# start of Extract provided
Instead of forcing you to commit all of your changes at once, Git lets you group them into related change-sets(in other words introduces an abstraction level for better organize the files to be committed).
Staged changes are not yet part of the project history

Committed History
Once you’ve configured your changes in the staging area, you can commit them to the project history where it will remain as a “safe” revision.
Commits are “safe” in the sense that Git will never change them on its own, although it is possible for you (if you want) to manually rewrite project's history.

Development Branches
So far, we’re still only able to create a project history in a linear fashion, adding one commit on top of another.

Branches make it possible to develop multiple unrelated features in parallel by forking the project history.

Installation

If you want to use Git on your own personal machine, then you may need to install a Git client.
Git is available on all major platforms. Consult the official Git Web site go to Downloads section and choose the package to download in function of your platform (for Windows exists for 32 and 64 bit machine editions and a portable-thumbdrive edition too).
Other than the default (CLI interface) Git is provided with his own native GUI and moreover some other third party free/opensource (or closed source) GUIs (you have to download apart) too for all tastes; some of them are multiplatform (i.e. for all three mainstream platforms Linux, Mac, Windows)

There are many options out there and you are encouraged to explore them, however the following suggestions are all free and open source.

Git has released its own graphical user interface clients which are available for free for all platforms
If you will be using the Eclipse IDE for development, the most recent versions already come with a Git client(Egit). Eclipse will work on any system.
If you use Windows and prefer to use a command line interface, you can download and install TortoiseGit : a Windows Shell Interface to Git
If you use Mac and want the command line version of Git, you can download and install here. Alternatively, you can install Git using a tool like MacPorts.
# end of Extract provided
Exercise A
In the Git tutorial, what is the name of the Git client that comes with recent versions of the Eclipse IDE?
Exercise B
List the mainstream platforms that the Git tutorial names.
# start of Supplied material
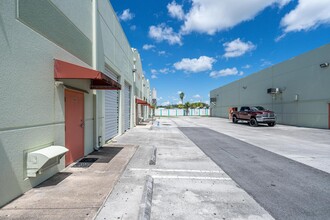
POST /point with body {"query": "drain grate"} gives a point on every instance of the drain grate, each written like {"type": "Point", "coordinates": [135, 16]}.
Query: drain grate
{"type": "Point", "coordinates": [85, 162]}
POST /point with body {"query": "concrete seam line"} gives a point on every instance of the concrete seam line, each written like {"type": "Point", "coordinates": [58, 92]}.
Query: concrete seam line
{"type": "Point", "coordinates": [153, 156]}
{"type": "Point", "coordinates": [146, 201]}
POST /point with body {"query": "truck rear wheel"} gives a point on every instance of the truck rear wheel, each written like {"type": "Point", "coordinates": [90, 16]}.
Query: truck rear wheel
{"type": "Point", "coordinates": [253, 122]}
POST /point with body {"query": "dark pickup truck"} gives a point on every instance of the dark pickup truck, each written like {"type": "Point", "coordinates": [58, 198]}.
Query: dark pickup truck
{"type": "Point", "coordinates": [254, 115]}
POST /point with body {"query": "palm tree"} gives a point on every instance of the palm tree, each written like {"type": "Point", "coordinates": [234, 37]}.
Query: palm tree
{"type": "Point", "coordinates": [181, 97]}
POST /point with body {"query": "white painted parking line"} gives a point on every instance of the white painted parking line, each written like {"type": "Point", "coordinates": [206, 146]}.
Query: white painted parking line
{"type": "Point", "coordinates": [190, 177]}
# end of Supplied material
Full answer A
Egit

Full answer B
Linux, Mac, Windows